BRIEF A:
Using the coltsfoot country diary, explain why the scientific name Tussilago farfara alludes to the plant's use. Answer in one to three sentences.
BRIEF B:
List every ailment that the coltsfoot country diary says coltsfoot was used to treat.
BRIEF C:
Resume the coltsfoot country diary after its final sentence, keeping its voice and subject.

SOURCE EXTRACT:
Country diary: The colourful coltsfoot was once in great demand
April 11, 2025
On our way into town this morning we found coltsfoot blooming on the bank of the River Tyne, and when I noticed a jar of coltsfoot rock in the corner of the Hexham Sweetie Jar’s bow-fronted window, it seemed like an auspicious moment to investigate this herbal confectionery.
The sweets, shaped like miniature kerbstones, were flavoured with liquorice, so I still don’t know what raw coltsfoot medicine tastes like, but every herbal ever written extols coltsfoot’s therapeutic value for bronchial ailments; even its scientific name, Tussilago farfara, derived from the Latin for a cough, tussis, alludes to its use. John Gerard, in his Herbal of 1597, advised that “A decoction made of the greene leaves and roots … is good for the cough that preceedeth of the thin rheum”. And if that fails, put it in your pipe and smoke it: “the fume of the dried leaves taken through a funnell … burned upon coles, effectually helpeth those that are troubled with shortness of breath”, he wrote.

DATASET EXCERPTS:
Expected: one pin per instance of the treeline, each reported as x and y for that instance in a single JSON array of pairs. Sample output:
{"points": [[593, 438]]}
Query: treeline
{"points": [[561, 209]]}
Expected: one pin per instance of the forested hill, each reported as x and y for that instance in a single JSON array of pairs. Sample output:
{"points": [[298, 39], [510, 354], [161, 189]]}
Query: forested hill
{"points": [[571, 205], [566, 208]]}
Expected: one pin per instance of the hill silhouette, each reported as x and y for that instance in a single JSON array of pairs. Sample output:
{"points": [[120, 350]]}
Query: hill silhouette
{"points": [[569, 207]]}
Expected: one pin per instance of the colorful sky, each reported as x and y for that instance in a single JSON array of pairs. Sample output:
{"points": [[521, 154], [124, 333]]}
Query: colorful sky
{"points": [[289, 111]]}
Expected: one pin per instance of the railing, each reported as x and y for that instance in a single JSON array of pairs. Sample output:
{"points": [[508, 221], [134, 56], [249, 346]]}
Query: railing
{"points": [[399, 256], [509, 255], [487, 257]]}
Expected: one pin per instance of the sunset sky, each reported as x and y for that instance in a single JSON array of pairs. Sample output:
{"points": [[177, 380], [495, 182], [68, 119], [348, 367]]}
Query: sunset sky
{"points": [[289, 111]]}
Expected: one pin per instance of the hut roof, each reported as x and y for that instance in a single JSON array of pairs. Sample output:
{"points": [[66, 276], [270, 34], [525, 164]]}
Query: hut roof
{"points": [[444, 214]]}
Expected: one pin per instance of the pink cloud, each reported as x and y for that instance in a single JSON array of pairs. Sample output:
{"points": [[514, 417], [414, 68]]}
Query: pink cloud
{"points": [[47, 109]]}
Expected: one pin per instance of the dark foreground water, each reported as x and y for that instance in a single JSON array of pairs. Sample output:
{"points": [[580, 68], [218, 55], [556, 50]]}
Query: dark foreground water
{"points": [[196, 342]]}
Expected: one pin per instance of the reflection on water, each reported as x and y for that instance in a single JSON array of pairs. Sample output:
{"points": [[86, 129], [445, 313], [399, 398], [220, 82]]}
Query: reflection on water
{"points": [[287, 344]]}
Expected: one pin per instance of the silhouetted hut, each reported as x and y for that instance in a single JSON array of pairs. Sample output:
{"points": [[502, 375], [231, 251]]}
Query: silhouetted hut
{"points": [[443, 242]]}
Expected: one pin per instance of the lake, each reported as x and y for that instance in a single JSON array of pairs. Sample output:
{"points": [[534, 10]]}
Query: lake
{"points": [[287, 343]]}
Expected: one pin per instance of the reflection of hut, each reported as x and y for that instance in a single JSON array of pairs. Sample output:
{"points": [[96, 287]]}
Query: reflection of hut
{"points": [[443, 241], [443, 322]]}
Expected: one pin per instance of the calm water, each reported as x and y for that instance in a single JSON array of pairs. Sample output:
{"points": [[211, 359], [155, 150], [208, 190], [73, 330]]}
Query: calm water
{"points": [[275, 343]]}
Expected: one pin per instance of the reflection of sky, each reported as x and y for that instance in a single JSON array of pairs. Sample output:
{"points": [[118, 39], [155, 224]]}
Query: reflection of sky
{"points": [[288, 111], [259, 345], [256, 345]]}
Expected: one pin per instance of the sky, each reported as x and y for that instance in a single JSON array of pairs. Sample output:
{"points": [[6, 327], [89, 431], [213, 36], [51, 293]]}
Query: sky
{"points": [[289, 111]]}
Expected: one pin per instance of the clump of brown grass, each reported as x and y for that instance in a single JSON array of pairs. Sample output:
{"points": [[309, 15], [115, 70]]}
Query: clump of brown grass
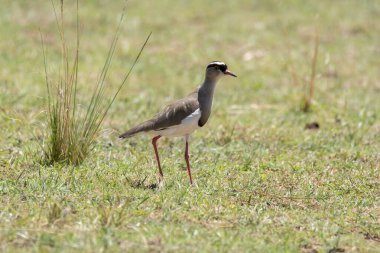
{"points": [[72, 133]]}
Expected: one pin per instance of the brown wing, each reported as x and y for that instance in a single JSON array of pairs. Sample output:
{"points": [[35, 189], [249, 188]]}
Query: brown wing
{"points": [[171, 115]]}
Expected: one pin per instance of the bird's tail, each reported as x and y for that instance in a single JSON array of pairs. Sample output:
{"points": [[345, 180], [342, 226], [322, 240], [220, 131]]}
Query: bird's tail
{"points": [[143, 127]]}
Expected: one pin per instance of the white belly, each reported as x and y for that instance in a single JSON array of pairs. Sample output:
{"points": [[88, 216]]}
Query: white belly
{"points": [[187, 126]]}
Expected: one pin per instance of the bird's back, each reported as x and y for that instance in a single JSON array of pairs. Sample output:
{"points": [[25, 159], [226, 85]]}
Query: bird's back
{"points": [[170, 116]]}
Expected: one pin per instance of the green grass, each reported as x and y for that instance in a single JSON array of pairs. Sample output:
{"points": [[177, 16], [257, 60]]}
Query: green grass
{"points": [[262, 182]]}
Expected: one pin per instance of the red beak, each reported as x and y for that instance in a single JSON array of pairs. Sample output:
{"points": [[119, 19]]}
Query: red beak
{"points": [[227, 72]]}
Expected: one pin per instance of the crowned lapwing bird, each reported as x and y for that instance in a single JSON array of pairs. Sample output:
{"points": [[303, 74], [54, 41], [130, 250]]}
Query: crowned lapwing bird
{"points": [[184, 116]]}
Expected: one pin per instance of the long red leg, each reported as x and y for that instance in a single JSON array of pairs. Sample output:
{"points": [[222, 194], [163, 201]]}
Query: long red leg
{"points": [[154, 142], [187, 158]]}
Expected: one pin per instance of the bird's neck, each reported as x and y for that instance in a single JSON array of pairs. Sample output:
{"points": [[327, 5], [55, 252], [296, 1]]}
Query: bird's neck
{"points": [[208, 86], [205, 97]]}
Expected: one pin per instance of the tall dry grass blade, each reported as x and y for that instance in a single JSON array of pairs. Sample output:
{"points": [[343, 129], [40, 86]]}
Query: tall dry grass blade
{"points": [[309, 97], [72, 134]]}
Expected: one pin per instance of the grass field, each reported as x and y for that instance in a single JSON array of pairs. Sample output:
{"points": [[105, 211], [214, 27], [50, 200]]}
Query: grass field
{"points": [[263, 182]]}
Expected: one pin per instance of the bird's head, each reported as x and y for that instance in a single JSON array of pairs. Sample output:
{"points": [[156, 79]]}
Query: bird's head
{"points": [[217, 69]]}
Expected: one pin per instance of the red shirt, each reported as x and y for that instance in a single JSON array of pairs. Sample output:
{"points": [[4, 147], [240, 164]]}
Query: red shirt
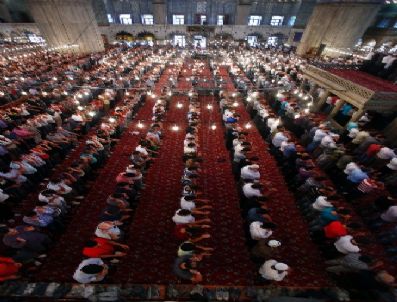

TASK RESPONSE A:
The name comes from tussis, the Latin for a cough. Coltsfoot was valued as a remedy for coughs and other bronchial ailments.

TASK RESPONSE B:
- Bronchial ailments
- The cough that comes from thin rheum
- Shortness of breath

TASK RESPONSE C:
For past generations who depended on herbal remedies, before the days of antibiotics, big pharma and NHS prescriptions, spring was the beginning of the herb-harvesting year, testing plant identification and preservation skills. During the second world war, with no access to imported medicinal plant products from occupied Europe, schools, scout groups, Women’s Institutes, gardeners and botanists were mobilised to become herb-gatherers. By the end of the conflict, 250 herb-drying centres had been established.
An editorial in a 1940 issue of the Wild Flower Society’s magazine urged members to collect and send medicinal plants to Brome and Schimmer, a plant drug company that paid well per hundredweight of dried leaves: £3 (60/-) for lesser celandine, £3.50 (70/-) for dandelion and £4.50 (90/-) for foxglove. Some WFS members were unhappy, warning against making money “out of spoliation of our countryside”, fearing “wholesale destruction of much-loved wild flowers”.
Walking back along the Tyne, sucking my last piece of coltsfoot rock, I noticed fresh new leaves already appearing among its fading flowers. Eighty years ago, it would have required foresight, skill and hard work to harvest and dry enough for future winter ailments.